- _Instructions_:
1: Decide whether each statement below agrees with the tuning-method text. Answer yes or no for each, and quote the deciding words of the text. (a) The method writes four keys per neuron. (b) Suffix variants are merged into a single cell together with the plain-channel file. (c) With `n_resamples=10_000`, a run on TIMIT takes about 11 minutes.
2: Carry on writing the tuning-method text from its last sentence.

- _Text block_:
━━━━━━━━━━━━━━━━

The method writes four keys per neuron — `ahmed2025_<stim>_tuned`, `ahmed2025_<stim>_well_tuned`, `ahmed2025_<stim>_p_wilcoxon`, `ahmed2025_<stim>_delta_normalized`. With `n_resamples=10_000` (~11 min on TIMIT, ~4 min on mVocs) the well-tuned counts come within ~2–3 % of the paper (413 / 475 vs 404 / 489). For an exact match on the looser **tuned** counts (1195 / 1231) bump to `n_resamples=100_000` (~80 min per mode). For most analyses, the library-canonical SNR / CCmax filter via `compute_neuron_quality()` is a faster paper-agnostic alternative.

## Remarks

- **MUA only.** Every `*_MUspk.mat` file holds threshold-crossing spike times for one channel — no spike-sorting, no per-spike cluster ID. Ahmed 2025: *"we refer to the source of spikes on a single channel as a 'multi-unit'"* (p4).
- **Suffix variants** (`p`, `s2`, `ps2`) annotate re-mounted recordings on the same channel number and are kept as distinct cells (with distinct `cell_id`s). Their `trial` struct is identical to the plain-channel files in the same session; only the spike-time history differs.

━━━━━━━━━━━━━━━━

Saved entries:
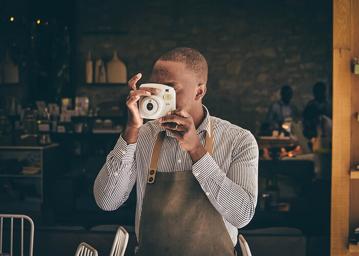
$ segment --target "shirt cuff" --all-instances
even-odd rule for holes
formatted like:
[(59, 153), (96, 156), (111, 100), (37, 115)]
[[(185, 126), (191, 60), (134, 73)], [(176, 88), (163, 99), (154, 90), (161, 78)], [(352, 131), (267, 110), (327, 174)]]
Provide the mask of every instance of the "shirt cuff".
[(218, 169), (218, 165), (208, 152), (192, 166), (192, 172), (201, 184)]
[(119, 161), (131, 162), (133, 159), (136, 145), (137, 142), (127, 145), (121, 134), (113, 148), (113, 155)]

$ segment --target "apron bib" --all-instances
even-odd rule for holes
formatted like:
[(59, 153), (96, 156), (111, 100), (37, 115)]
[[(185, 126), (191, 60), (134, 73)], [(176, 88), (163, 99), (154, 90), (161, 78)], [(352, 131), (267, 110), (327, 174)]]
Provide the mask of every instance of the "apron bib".
[[(212, 155), (210, 122), (212, 137), (206, 132), (205, 148)], [(156, 173), (165, 134), (158, 134), (151, 160), (136, 256), (235, 255), (222, 216), (192, 171)]]

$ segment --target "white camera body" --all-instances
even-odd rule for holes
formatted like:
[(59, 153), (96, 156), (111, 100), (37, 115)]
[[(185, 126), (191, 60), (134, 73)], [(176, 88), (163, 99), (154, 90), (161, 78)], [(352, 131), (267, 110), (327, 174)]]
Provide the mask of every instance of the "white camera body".
[(171, 87), (159, 83), (144, 83), (139, 87), (156, 88), (159, 94), (141, 96), (138, 100), (139, 115), (142, 118), (157, 119), (167, 115), (167, 112), (176, 109), (176, 92)]

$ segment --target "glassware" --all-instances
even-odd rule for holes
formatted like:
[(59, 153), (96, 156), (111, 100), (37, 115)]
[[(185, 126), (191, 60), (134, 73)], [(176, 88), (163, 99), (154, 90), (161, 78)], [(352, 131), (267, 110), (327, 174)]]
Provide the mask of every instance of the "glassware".
[(23, 120), (24, 131), (26, 134), (34, 134), (37, 131), (37, 123), (34, 111), (30, 108), (26, 109)]

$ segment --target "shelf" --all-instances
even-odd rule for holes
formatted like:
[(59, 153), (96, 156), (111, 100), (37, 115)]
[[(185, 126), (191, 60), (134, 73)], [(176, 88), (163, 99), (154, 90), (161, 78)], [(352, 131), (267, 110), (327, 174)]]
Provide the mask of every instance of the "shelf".
[(84, 31), (82, 33), (82, 35), (127, 35), (128, 31), (116, 31), (114, 30), (103, 31)]
[(350, 179), (359, 179), (359, 170), (355, 169), (350, 169)]
[(103, 83), (85, 83), (81, 87), (104, 87), (104, 86), (128, 86), (127, 83), (117, 83), (117, 82), (103, 82)]
[(359, 245), (349, 244), (349, 252), (359, 252)]
[(11, 83), (1, 83), (0, 82), (0, 86), (19, 86), (22, 84), (21, 84), (19, 82), (11, 82)]
[(58, 143), (53, 143), (51, 145), (44, 146), (0, 146), (0, 150), (45, 150), (50, 147), (54, 147), (58, 146)]
[(28, 175), (0, 174), (0, 177), (4, 177), (4, 178), (41, 178), (41, 174), (28, 174)]

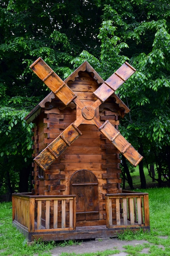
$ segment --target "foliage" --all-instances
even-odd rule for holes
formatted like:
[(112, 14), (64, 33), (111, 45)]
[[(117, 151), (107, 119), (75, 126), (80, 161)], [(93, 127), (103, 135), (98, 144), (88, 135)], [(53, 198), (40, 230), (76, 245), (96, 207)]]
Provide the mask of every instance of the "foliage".
[(168, 180), (170, 15), (168, 0), (1, 2), (0, 157), (9, 163), (0, 175), (4, 167), (9, 176), (18, 173), (15, 162), (24, 169), (22, 158), (31, 161), (31, 125), (22, 118), (47, 93), (29, 68), (40, 56), (63, 79), (85, 60), (104, 79), (125, 61), (136, 68), (117, 92), (131, 110), (120, 129), (142, 148), (146, 166), (156, 163), (159, 185), (161, 176)]

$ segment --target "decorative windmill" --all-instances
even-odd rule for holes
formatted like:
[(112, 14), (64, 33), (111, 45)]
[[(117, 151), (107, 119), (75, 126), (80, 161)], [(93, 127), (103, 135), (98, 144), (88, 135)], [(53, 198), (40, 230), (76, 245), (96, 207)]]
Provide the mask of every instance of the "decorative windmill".
[(76, 105), (75, 121), (49, 144), (34, 160), (44, 170), (82, 135), (78, 128), (82, 123), (95, 125), (125, 157), (136, 166), (143, 157), (111, 124), (108, 120), (104, 124), (98, 119), (97, 110), (99, 106), (111, 95), (136, 70), (125, 62), (93, 93), (97, 98), (91, 106), (86, 106), (59, 76), (41, 58), (30, 67), (36, 74), (66, 106), (71, 101)]

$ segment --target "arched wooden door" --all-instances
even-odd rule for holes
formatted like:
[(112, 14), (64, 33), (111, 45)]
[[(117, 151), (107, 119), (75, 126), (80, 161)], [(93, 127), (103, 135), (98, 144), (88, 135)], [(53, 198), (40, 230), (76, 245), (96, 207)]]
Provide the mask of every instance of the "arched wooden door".
[(75, 173), (71, 179), (71, 195), (76, 195), (77, 221), (99, 219), (98, 181), (87, 170)]

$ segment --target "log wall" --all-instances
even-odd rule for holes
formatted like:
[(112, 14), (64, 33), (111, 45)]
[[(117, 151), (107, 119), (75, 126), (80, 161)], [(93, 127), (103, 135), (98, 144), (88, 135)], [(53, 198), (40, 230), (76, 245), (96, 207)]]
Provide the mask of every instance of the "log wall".
[[(99, 85), (86, 72), (79, 73), (79, 77), (74, 81), (69, 81), (68, 85), (86, 106), (89, 106), (96, 99), (93, 92)], [(118, 129), (119, 111), (118, 105), (111, 97), (100, 106), (97, 115), (102, 122), (108, 119)], [(67, 107), (57, 98), (47, 103), (35, 124), (33, 157), (76, 120), (76, 106), (73, 103)], [(82, 135), (44, 173), (36, 164), (33, 164), (32, 192), (35, 195), (70, 195), (73, 174), (82, 169), (91, 171), (98, 180), (99, 224), (102, 225), (106, 223), (105, 194), (121, 192), (119, 152), (95, 126), (83, 123), (78, 128)], [(44, 215), (42, 216), (45, 218), (45, 213)]]

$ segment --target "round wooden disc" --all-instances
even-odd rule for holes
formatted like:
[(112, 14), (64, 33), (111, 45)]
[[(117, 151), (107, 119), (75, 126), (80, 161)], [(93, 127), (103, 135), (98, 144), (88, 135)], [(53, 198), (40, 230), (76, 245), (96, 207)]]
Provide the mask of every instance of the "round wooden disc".
[(91, 107), (84, 107), (82, 109), (83, 117), (88, 120), (91, 120), (95, 116), (95, 110)]

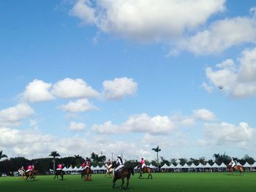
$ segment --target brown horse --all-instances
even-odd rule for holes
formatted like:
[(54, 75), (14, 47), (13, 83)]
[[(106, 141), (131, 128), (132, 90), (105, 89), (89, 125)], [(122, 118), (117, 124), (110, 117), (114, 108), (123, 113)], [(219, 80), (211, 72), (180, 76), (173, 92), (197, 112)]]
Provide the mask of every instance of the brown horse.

━━━━━━━━━━━━━━━━

- _Answers for this exercise_:
1:
(a) Yes: "The method writes four keys per neuron"
(b) No: "are kept as distinct cells"
(c) Yes: "~11 min on TIMIT"

2:
- **Bandwidth cap.** Both stim classes are resampled to 16 kHz and mel-filtered with `fmax=8 000` to match the paper's 50–8000 Hz cochleagram baseline. The mVocs source actually contains content up to ~20 kHz (squirrel monkey audible range is well above 20 kHz), so users wanting the full band can override `audio_fs=` and `fmax=` — but cross-mode concatenation will then refuse (different `F`/bandwidth between TIMIT and mVocs).
- **8 sessions** lack a top-level `*_TRIALINFO.mat` file. We always read the `trial` struct embedded in each channel's MUspk file instead — they're identical across channels within a session, so this is a no-op for the well-formed sessions and a fallback for the rest.
- **Bad sessions** flagged in `sessions_metadata.yml` are absent from the Zenodo upload (verified at load time). The `Downer2025Dataset` constructor honours the flag defensively anyway.